◆ **QUOTED PASSAGE**

= = = =

Same song, different verse for the legacy sophomore.

NCAA Basketball: Illinois at Missouri Jeff Curry-USA TODAY Sports

I hoped it would never come to this, but it appears that I, Matt O’Neall, am one of the last remaining Da’Monte Williams fans amongst the Illini faithful.

Why? Scroll back up to the lead photo at the top.

That’s my favorite photo from the 2018-19 season. Williams wrestles the ball away from former Illini Mark Smith, while former Illini signee Javon Pickett looks on. Both Mizzou players were a part of Williams’ recruiting class along with Jeremiah Tilmon. Four highly regarded in-state prospects were signed on to play at Illinois, and, by their sophomore season, only Da’Monte is left.

The struggle is apparent in that photograph, and it’s been apparent for Williams the last three years. He tore his ACL in December 2016 and missed the rest of his senior season. The coach that recruited him and signed him was fired in March 2017. His peers and friends from his home state who had signed on to play with him at Illinois decommitted and transferred over the next calendar year. His entire world and outlook had changed in a matter of months.

He’s had his struggles on the court, but Williams has always fought. He’s always done the little things. He’s shown flashes of his dad’s playmaking. And he’s shown flashes of that athleticism we saw at Manual before the injury.

Most of Williams’ game is theoretical, and still largely based on potential. His impact is largely unquantifiable and described with synonyms for intangible. Not every player is going to light the world on fire at 18 years old, and not every player is going live up to the expectations their father left for them. But I’m pretty damn sure that not every player could persevere, fight, and work as hard as Da’Monte Williams does.

I will never give up on Williams and I will always love watching him play. I will be the last one screaming about his IQ, feel, defensive impact and contributions to winning, even if he never becomes the player I hoped he could be.

With all of that said, I can no longer delay the inevitable, we have to jump into this review.

By the Numbers

They aren’t great, folks.

Williams averaged 3.4 points, 3.5 rebounds, 1.2 assists and 0.8 steals per game in 33 games and 18 starts this year. Williams was sixth on the team in minutes at 21 per game and earned the starting nod for good around the halfway mark of the season. The gripe with Williams is that he doesn’t provide enough raw production for a starter, or a player receiving starter’s minutes.

= = = =

[Items from a dataset]

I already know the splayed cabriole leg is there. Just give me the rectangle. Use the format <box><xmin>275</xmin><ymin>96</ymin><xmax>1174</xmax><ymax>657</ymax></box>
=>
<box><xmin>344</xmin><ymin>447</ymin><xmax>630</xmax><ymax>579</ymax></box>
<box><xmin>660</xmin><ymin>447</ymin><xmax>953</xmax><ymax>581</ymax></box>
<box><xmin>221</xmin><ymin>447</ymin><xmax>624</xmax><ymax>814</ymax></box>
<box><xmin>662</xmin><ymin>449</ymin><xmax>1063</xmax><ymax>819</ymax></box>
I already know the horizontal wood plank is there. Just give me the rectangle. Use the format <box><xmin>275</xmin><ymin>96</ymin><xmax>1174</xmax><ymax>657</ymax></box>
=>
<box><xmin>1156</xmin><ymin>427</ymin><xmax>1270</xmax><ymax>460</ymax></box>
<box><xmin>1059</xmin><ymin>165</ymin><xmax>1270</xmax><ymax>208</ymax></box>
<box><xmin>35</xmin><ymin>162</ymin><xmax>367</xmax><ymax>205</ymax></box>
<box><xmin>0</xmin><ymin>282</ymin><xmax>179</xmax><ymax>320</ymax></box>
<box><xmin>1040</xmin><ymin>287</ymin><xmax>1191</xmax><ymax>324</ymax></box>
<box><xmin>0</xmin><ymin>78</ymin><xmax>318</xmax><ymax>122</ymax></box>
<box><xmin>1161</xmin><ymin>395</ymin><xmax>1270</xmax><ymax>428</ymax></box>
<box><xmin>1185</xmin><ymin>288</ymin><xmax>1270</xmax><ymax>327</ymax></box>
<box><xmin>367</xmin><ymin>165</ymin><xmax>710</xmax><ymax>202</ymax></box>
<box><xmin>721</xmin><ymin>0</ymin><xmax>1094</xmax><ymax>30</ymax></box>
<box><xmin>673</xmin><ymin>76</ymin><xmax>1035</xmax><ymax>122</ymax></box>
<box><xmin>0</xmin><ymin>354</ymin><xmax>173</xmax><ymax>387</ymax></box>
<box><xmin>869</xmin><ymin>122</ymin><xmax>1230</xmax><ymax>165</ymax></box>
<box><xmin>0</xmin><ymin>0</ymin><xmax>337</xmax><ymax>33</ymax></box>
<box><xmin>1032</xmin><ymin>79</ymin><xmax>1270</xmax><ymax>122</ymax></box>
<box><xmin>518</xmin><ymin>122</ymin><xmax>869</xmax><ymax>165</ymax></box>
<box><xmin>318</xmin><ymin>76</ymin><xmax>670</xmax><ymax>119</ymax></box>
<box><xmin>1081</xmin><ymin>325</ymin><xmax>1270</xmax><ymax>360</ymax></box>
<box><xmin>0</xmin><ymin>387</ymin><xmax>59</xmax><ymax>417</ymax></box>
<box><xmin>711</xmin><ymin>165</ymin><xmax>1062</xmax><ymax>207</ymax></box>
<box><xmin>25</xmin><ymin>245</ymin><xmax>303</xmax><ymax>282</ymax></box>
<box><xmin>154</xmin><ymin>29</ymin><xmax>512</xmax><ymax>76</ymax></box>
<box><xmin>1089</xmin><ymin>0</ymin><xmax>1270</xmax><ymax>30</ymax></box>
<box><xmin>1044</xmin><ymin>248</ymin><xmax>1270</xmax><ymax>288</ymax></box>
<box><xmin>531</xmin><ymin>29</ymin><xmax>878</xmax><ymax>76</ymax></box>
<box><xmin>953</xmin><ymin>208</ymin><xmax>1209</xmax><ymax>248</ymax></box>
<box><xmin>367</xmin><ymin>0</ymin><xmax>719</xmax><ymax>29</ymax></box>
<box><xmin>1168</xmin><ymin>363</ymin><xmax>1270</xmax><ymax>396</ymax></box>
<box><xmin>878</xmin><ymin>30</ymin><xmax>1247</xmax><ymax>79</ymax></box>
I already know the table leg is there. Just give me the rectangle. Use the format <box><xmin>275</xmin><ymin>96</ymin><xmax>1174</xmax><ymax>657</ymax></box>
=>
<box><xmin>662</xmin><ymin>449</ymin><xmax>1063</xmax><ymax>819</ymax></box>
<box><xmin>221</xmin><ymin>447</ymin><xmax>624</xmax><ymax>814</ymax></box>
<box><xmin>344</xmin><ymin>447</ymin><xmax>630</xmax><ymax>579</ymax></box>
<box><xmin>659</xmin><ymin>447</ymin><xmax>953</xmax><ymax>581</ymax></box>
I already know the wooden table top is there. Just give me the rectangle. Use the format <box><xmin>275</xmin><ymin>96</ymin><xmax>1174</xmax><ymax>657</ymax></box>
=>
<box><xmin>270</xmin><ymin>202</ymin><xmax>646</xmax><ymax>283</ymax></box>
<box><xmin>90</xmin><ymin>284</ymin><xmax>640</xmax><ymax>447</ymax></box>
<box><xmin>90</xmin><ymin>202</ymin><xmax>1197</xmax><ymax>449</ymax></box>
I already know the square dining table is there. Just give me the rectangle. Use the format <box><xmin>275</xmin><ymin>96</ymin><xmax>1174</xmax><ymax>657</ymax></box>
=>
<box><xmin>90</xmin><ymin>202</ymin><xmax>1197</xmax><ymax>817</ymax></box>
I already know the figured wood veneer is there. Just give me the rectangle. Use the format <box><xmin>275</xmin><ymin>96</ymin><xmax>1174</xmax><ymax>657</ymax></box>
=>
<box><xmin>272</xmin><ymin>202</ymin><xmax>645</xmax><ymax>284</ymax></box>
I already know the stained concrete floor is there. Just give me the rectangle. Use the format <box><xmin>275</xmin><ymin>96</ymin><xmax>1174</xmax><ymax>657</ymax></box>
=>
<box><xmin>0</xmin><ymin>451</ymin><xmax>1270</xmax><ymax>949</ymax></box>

= = = =

◆ **WORK TO DO**
According to the Da'Monte Williams season review, in what month and year did Williams tear his ACL?

◆ **ANSWER IN FULL**
December 2016.